### Problem description:
Find the line containing "Where can you find the concrete". Retype it and every line after it through the end of the entries, exactly as written, with nothing added.

### Information provided:
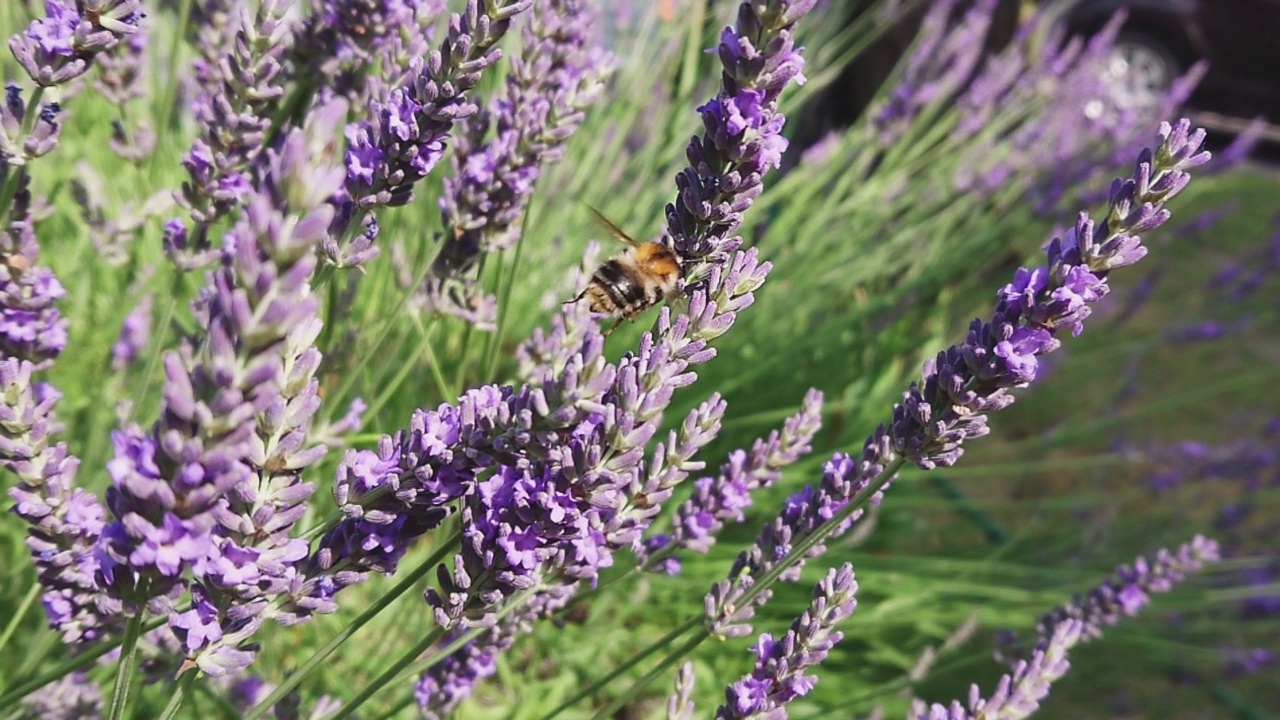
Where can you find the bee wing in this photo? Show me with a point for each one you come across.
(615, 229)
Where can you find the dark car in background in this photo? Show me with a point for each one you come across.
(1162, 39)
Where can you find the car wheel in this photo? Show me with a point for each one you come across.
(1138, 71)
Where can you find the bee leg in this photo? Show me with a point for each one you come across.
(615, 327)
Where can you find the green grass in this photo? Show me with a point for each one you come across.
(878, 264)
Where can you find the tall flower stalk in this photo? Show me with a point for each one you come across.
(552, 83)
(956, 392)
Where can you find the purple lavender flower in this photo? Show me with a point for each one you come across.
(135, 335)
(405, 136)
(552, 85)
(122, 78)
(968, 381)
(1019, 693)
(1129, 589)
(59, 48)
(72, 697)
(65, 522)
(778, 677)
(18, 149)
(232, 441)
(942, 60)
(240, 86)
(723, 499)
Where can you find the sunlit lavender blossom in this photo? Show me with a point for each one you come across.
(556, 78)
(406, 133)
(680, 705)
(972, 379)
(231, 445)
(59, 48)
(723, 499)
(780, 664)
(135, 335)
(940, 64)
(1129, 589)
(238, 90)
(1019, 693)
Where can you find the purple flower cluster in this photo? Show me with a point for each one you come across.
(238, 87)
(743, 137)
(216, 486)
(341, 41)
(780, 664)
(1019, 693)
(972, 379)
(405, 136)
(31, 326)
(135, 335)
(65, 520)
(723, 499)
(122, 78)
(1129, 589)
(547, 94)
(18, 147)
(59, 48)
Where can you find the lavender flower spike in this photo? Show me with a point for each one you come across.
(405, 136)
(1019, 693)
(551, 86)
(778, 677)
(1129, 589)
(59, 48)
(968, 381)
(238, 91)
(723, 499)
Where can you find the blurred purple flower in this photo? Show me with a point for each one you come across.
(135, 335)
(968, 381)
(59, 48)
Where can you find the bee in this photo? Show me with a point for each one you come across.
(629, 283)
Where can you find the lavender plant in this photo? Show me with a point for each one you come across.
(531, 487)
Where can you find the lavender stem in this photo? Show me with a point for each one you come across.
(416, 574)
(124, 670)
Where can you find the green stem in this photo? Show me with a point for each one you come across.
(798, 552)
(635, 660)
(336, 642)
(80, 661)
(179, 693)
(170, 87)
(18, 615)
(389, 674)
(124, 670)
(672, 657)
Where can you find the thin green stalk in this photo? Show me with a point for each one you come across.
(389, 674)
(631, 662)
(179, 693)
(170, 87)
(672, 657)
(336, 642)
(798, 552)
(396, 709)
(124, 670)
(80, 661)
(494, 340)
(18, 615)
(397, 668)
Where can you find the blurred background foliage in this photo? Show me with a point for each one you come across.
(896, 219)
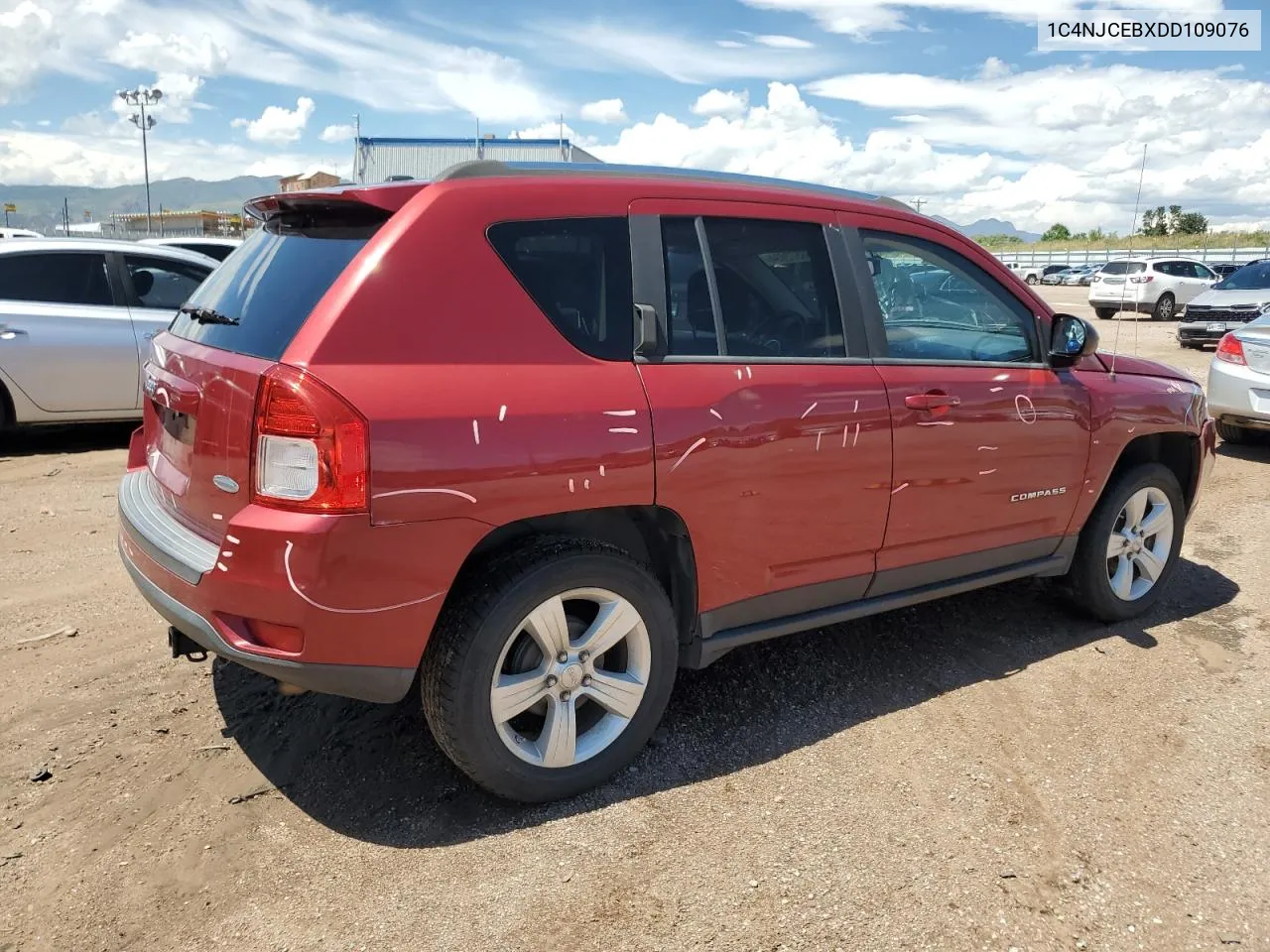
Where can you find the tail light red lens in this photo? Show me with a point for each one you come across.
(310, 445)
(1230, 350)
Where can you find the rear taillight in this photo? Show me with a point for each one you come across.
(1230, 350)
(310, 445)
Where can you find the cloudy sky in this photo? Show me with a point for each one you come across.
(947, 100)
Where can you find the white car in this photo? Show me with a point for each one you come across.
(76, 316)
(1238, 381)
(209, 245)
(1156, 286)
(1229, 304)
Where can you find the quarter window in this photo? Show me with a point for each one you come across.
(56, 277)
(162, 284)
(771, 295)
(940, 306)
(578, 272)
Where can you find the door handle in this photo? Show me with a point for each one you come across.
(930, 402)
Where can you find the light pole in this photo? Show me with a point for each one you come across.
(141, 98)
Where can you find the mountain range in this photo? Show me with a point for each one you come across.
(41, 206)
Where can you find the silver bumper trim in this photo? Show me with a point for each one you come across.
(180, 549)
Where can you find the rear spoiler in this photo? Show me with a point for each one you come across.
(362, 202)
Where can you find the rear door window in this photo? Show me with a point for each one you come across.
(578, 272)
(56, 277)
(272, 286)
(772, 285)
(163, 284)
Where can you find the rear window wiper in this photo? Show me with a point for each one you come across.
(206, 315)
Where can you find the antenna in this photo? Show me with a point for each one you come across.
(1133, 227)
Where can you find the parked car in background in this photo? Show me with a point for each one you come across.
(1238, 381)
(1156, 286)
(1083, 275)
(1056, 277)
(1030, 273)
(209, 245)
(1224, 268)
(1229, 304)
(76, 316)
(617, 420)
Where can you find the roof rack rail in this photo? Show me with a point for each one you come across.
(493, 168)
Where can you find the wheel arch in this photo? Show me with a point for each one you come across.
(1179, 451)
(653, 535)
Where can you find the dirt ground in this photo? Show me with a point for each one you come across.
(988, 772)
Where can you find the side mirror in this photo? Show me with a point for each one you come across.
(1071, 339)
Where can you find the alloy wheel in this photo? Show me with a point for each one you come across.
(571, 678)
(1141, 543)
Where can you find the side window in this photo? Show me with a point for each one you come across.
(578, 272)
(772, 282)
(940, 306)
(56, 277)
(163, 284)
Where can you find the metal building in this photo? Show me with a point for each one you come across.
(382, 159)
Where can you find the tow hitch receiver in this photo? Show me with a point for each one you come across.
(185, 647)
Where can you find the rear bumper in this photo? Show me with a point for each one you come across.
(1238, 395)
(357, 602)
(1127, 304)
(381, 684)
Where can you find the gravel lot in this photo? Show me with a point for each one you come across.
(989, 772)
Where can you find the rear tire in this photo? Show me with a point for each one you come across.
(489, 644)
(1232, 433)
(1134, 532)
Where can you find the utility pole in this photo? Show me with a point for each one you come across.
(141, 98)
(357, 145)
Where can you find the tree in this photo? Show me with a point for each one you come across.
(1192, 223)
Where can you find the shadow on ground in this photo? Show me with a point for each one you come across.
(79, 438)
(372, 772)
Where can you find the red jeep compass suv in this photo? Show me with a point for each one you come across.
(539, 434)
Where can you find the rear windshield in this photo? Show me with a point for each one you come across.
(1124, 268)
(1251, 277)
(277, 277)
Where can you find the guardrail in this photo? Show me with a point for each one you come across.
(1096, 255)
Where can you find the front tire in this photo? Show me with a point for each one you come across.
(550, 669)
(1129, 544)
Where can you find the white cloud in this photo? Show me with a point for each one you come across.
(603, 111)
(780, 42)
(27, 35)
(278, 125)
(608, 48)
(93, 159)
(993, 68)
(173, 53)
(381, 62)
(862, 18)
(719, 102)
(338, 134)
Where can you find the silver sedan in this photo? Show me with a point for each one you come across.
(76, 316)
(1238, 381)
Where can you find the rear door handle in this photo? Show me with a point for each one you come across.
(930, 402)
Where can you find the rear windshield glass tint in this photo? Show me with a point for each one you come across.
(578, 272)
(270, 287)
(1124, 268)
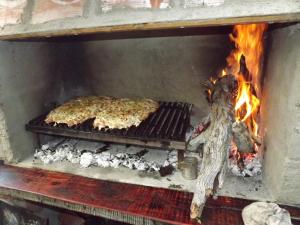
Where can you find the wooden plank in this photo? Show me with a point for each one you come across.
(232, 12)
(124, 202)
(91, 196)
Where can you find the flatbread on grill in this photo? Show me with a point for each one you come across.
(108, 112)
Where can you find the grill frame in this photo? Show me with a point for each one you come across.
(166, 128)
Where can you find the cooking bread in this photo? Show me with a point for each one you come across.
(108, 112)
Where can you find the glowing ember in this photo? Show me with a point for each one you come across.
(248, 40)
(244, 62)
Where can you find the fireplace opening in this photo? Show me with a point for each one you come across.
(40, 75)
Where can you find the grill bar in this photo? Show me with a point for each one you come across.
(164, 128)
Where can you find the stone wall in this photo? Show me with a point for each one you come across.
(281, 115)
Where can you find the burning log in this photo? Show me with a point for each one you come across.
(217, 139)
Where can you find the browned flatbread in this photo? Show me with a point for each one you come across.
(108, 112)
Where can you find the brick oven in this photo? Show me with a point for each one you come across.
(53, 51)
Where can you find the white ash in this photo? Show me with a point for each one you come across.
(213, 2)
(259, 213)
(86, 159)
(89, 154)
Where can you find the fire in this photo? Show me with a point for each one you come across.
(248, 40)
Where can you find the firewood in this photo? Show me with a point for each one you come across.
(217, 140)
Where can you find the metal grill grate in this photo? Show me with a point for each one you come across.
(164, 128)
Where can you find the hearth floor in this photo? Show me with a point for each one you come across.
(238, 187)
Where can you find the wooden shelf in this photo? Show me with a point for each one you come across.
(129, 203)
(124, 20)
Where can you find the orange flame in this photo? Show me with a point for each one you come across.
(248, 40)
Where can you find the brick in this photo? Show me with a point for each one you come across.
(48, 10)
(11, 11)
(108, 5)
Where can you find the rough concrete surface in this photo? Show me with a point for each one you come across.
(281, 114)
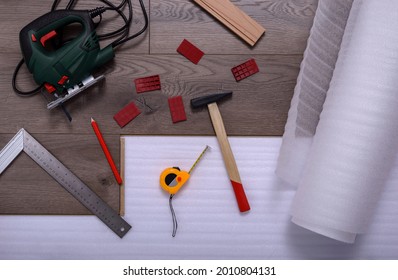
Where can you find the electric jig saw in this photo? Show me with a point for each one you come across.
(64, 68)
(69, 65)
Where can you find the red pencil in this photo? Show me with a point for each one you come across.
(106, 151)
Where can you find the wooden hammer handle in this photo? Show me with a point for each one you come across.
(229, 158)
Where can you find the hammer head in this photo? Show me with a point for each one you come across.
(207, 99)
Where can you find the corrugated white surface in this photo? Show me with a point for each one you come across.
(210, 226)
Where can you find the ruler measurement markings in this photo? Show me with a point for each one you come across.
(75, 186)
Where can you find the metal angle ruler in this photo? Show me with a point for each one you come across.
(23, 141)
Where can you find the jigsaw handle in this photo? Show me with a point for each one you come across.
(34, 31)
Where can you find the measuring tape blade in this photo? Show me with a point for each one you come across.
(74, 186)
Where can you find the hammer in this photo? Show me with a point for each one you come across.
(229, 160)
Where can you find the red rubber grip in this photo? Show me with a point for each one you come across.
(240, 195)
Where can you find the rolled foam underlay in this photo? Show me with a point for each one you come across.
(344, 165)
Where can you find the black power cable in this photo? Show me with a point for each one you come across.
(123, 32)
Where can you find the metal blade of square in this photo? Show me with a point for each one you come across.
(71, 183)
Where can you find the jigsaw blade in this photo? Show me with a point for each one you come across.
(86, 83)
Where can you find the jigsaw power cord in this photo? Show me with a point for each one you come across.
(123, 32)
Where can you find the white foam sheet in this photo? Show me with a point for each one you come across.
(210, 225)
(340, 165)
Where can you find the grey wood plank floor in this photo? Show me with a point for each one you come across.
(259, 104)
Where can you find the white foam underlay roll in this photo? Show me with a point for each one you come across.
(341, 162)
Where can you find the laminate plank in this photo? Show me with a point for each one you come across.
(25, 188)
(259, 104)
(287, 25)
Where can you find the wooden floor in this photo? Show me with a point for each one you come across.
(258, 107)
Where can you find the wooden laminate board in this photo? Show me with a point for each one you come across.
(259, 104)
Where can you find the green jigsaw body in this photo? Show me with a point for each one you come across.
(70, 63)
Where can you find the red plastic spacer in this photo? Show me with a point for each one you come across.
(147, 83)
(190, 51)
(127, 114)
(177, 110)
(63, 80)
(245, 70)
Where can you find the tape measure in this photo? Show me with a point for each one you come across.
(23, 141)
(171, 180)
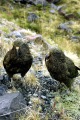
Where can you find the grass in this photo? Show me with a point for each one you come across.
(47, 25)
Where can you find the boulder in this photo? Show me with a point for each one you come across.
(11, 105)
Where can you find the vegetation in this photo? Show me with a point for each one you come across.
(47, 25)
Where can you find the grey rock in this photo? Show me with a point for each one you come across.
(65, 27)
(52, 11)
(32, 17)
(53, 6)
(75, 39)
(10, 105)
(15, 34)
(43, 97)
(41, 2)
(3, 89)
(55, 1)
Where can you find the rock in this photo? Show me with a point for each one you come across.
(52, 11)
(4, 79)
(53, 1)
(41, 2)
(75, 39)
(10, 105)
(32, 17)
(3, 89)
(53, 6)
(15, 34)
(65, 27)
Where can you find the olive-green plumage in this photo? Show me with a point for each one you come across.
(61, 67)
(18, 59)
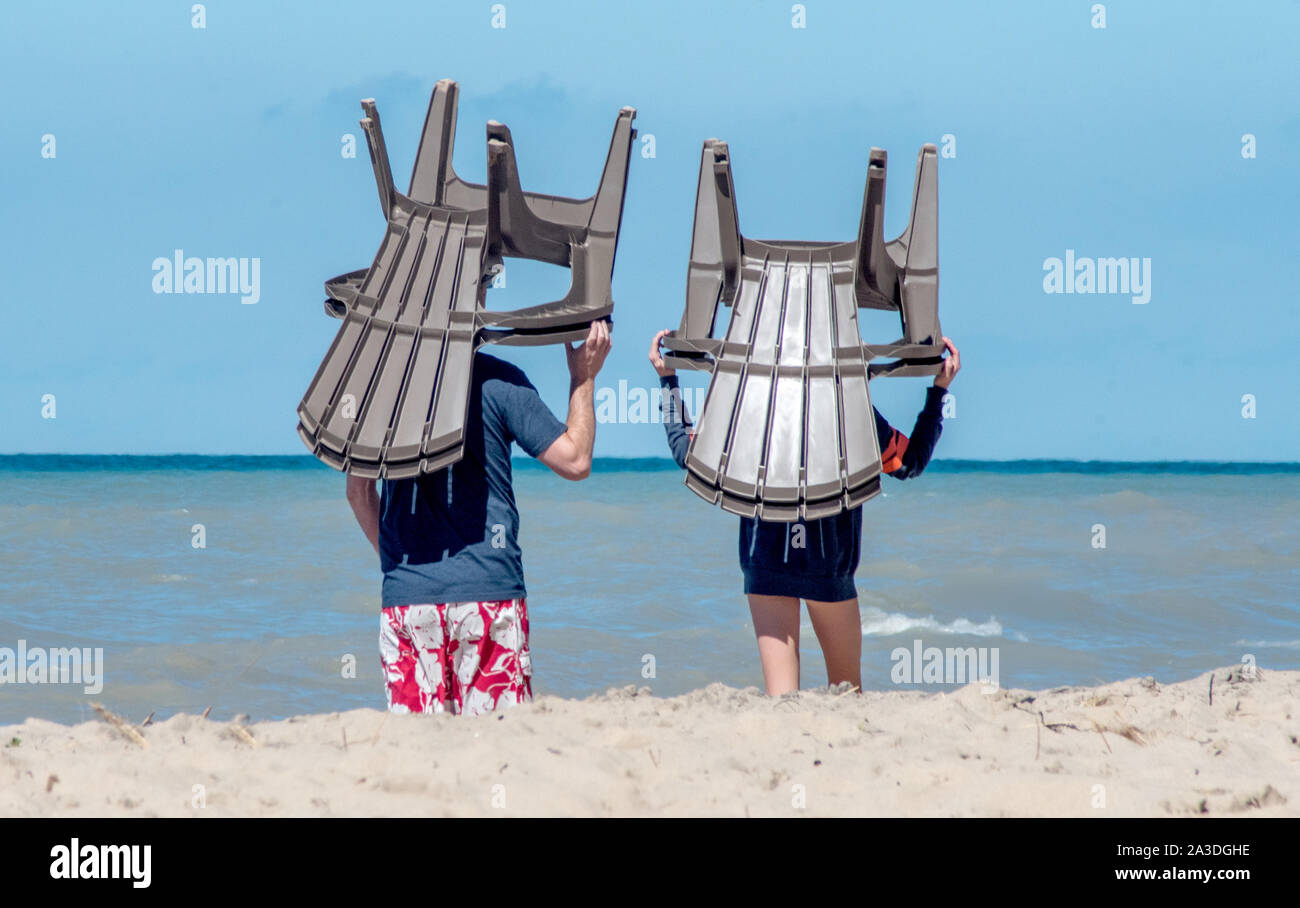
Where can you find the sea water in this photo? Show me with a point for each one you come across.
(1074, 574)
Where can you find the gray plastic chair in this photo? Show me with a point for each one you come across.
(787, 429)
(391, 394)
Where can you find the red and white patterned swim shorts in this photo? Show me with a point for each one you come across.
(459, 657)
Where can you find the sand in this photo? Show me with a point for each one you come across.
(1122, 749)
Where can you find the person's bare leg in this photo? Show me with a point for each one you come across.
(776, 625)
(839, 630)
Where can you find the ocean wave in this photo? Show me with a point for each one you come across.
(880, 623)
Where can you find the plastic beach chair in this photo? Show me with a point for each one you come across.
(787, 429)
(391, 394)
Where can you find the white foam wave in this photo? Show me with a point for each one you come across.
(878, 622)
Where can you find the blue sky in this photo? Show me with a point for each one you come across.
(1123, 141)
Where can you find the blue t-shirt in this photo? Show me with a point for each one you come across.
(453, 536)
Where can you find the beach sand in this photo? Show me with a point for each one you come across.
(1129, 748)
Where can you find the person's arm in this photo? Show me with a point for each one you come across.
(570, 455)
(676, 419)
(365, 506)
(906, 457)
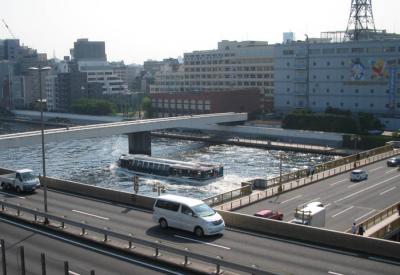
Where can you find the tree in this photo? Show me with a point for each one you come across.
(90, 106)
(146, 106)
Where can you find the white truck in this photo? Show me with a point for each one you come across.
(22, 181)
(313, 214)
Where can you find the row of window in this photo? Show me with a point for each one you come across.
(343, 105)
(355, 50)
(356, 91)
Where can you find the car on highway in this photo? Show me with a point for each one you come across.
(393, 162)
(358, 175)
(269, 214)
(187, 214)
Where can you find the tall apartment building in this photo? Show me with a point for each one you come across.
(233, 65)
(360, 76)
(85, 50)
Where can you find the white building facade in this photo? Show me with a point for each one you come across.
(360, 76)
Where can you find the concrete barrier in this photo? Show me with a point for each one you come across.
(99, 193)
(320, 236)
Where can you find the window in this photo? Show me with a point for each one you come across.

### Output:
Where can you find the concrete barrier in this photo? Show me with a point for each one you come across.
(99, 193)
(320, 236)
Where can you find the window in this photo? Show me with a point for each one you come across.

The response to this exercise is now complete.